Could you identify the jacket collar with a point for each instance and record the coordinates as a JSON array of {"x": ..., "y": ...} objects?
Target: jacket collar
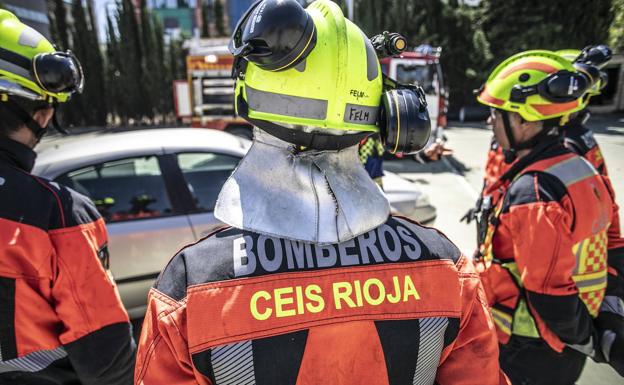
[
  {"x": 16, "y": 154},
  {"x": 321, "y": 197}
]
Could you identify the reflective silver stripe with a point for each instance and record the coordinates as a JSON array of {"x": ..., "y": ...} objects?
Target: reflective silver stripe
[
  {"x": 232, "y": 364},
  {"x": 33, "y": 362},
  {"x": 358, "y": 114},
  {"x": 287, "y": 105},
  {"x": 580, "y": 282},
  {"x": 572, "y": 170},
  {"x": 430, "y": 348}
]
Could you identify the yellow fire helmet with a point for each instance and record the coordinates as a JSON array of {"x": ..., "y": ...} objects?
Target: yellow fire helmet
[
  {"x": 320, "y": 73},
  {"x": 30, "y": 66},
  {"x": 538, "y": 85}
]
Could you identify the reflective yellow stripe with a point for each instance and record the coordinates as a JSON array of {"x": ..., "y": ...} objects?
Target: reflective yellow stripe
[
  {"x": 396, "y": 102},
  {"x": 591, "y": 282},
  {"x": 502, "y": 320}
]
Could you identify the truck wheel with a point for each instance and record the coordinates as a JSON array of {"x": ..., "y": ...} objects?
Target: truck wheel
[{"x": 244, "y": 132}]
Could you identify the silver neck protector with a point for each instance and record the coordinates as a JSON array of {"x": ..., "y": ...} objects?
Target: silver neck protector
[{"x": 312, "y": 196}]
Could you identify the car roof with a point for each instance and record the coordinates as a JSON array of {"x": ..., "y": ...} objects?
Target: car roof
[{"x": 57, "y": 154}]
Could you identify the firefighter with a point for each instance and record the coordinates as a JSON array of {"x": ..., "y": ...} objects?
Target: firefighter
[
  {"x": 543, "y": 243},
  {"x": 61, "y": 319},
  {"x": 311, "y": 281}
]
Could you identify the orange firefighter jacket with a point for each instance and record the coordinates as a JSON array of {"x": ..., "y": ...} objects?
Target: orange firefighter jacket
[
  {"x": 544, "y": 259},
  {"x": 396, "y": 305},
  {"x": 61, "y": 319}
]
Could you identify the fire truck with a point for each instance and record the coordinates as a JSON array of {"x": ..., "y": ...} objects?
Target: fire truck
[{"x": 206, "y": 97}]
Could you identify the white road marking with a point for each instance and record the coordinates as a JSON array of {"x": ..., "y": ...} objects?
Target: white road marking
[{"x": 474, "y": 194}]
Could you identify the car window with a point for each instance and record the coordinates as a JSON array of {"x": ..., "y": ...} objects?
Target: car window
[
  {"x": 205, "y": 174},
  {"x": 124, "y": 189}
]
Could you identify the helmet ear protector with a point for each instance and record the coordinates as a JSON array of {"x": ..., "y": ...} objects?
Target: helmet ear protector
[
  {"x": 404, "y": 121},
  {"x": 54, "y": 72},
  {"x": 274, "y": 35},
  {"x": 278, "y": 35},
  {"x": 560, "y": 87}
]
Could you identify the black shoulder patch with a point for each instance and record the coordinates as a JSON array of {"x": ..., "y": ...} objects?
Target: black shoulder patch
[
  {"x": 435, "y": 244},
  {"x": 25, "y": 199},
  {"x": 76, "y": 208},
  {"x": 526, "y": 189},
  {"x": 172, "y": 281},
  {"x": 205, "y": 261}
]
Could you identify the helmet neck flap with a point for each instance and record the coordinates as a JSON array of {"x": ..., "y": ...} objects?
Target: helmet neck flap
[{"x": 313, "y": 196}]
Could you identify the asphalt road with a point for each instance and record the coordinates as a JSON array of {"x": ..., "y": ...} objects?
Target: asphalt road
[{"x": 453, "y": 185}]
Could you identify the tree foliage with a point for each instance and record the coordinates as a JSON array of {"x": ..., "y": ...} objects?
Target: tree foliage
[
  {"x": 516, "y": 25},
  {"x": 474, "y": 39},
  {"x": 127, "y": 79},
  {"x": 616, "y": 32}
]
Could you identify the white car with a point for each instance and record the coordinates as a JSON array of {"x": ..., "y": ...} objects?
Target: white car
[{"x": 157, "y": 188}]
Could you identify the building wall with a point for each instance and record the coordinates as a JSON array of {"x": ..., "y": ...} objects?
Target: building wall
[{"x": 31, "y": 12}]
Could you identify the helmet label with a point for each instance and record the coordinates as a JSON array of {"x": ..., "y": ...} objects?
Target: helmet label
[
  {"x": 358, "y": 114},
  {"x": 257, "y": 17}
]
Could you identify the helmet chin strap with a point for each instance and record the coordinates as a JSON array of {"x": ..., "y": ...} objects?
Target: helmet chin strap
[
  {"x": 31, "y": 123},
  {"x": 510, "y": 154},
  {"x": 26, "y": 118},
  {"x": 514, "y": 146}
]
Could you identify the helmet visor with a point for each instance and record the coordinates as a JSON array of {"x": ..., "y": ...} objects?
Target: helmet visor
[{"x": 58, "y": 72}]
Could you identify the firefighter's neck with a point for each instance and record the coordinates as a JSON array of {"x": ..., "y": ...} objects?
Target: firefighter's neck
════════
> Stated problem
Your copy of the data should match it exactly, except that pictures are left out.

> Reply to the task
Could you identify the jacket collar with a point for each instance and record the coordinates as a JSON array of {"x": ..., "y": ...} objects?
Target: jacket collar
[
  {"x": 16, "y": 154},
  {"x": 321, "y": 197}
]
Could you identify the reflective silver stripe with a point for each instance and record the coordinates as a JSON array of {"x": ..., "y": ...} objects?
Target: reflective silver stripe
[
  {"x": 232, "y": 364},
  {"x": 33, "y": 362},
  {"x": 358, "y": 114},
  {"x": 287, "y": 105},
  {"x": 580, "y": 282},
  {"x": 572, "y": 170},
  {"x": 430, "y": 348}
]
Could you identify the yellow fire helmet with a point for each instance and record the coordinates as a JSON array of {"x": ..., "y": ...} objects?
Target: yellow fire helmet
[
  {"x": 320, "y": 73},
  {"x": 30, "y": 66},
  {"x": 538, "y": 85}
]
Could you identify the reflective yellow stripe with a point for each instance and record the coordinates as a JSON array of {"x": ..., "y": ...} objects?
Target: reflective yellow stripe
[
  {"x": 396, "y": 102},
  {"x": 591, "y": 282},
  {"x": 502, "y": 320}
]
Could you identify the truck wheel with a point for each instance and record the coordinates as a JSON array of {"x": ..., "y": ...} objects?
Target: truck wheel
[{"x": 244, "y": 132}]
Could you identify the silver neck protector with a point for each instance and record the coordinates as a JSON array of {"x": ..., "y": ...} objects?
Target: silver neck protector
[{"x": 312, "y": 196}]
Could you identify the car roof with a point for each instance and record the coordinates as a JSON array of {"x": ..., "y": ...} objects?
Target: car roof
[{"x": 57, "y": 154}]
Could you identify the firefighter with a point for each instance and record the coordinates as a JSON array of {"x": ..., "y": ...} objects?
Target: firefighter
[
  {"x": 543, "y": 243},
  {"x": 61, "y": 319},
  {"x": 311, "y": 281}
]
Could you identify the orange firefighter jacket with a point for each instance and record the coordinates as a JSON array of {"x": ..., "y": ...} objects?
Target: orange firefighter jacket
[
  {"x": 544, "y": 259},
  {"x": 396, "y": 305},
  {"x": 61, "y": 319}
]
Could you identify the fire truck with a point for each instance and record the coordinates as a JSON array of {"x": ..., "y": ...} objects?
Target: fire truck
[{"x": 206, "y": 97}]
Could you identify the white road marking with a point for each instance and record the coordinates as a JSON array of {"x": ..., "y": ...} objects?
Target: white road marking
[{"x": 474, "y": 194}]
Could you identify the car window with a point for each instance and record the coordinates as a JSON array of {"x": ..., "y": ...} objects?
Target: car window
[
  {"x": 205, "y": 174},
  {"x": 124, "y": 189}
]
Could you identify the helmet ear protector with a point for each instance and record the coordinates as a JSON array of {"x": ..., "y": ...} objects?
Target: helmet ear protector
[
  {"x": 404, "y": 121},
  {"x": 54, "y": 72},
  {"x": 274, "y": 35},
  {"x": 278, "y": 35},
  {"x": 560, "y": 87}
]
Could you identify the black shoulder patch with a point for each instance and record the coordinates as a JSON array of {"x": ..., "y": ...} objects?
Target: black shoulder patch
[
  {"x": 435, "y": 244},
  {"x": 25, "y": 199},
  {"x": 76, "y": 208},
  {"x": 526, "y": 189},
  {"x": 172, "y": 281},
  {"x": 205, "y": 261}
]
Could you identify the helmet neck flap with a point for each instance and record the coordinates as a JSON array of {"x": ..., "y": ...} objects?
Target: helmet neck flap
[{"x": 313, "y": 196}]
Could you identify the asphalt road with a point for each instance and record the coordinates as a JSON array of {"x": ..., "y": ...} objects?
Target: asphalt road
[{"x": 453, "y": 185}]
Could you identify the tree foliage with a point for each instance and record the coordinates as a JSON array of {"x": ..., "y": ...} objects?
Target: tree foliage
[
  {"x": 516, "y": 25},
  {"x": 474, "y": 39},
  {"x": 127, "y": 79},
  {"x": 616, "y": 32}
]
Could you identify the white car with a point for each instance and record the coordinates as a JSON array of {"x": ..., "y": ...} objects?
Target: white car
[{"x": 157, "y": 188}]
Could you identify the building wall with a point for each instance and record the coordinates as a JSON array of {"x": ..., "y": ...} objects?
Target: building wall
[{"x": 31, "y": 12}]
Could you identify the helmet label with a point for each instance and record the coordinates as a JSON array of {"x": ..., "y": ...} objects?
Target: helmet label
[
  {"x": 358, "y": 114},
  {"x": 257, "y": 17}
]
Could you identify the helmet chin strap with a point for each instance and record the coordinates as a JSON array of {"x": ..., "y": ...} objects?
Target: helmet chin strap
[
  {"x": 31, "y": 123},
  {"x": 510, "y": 154},
  {"x": 26, "y": 118},
  {"x": 514, "y": 146}
]
Could you identify the helmet visor with a point for each instance and record the coordinates as a JSON array of {"x": ..., "y": ...} objects?
Target: helmet visor
[{"x": 58, "y": 72}]
Could you identify the firefighter's neck with a point for each instance and record the coordinates as a JSON array of {"x": ..., "y": ...} objects?
Target: firefighter's neck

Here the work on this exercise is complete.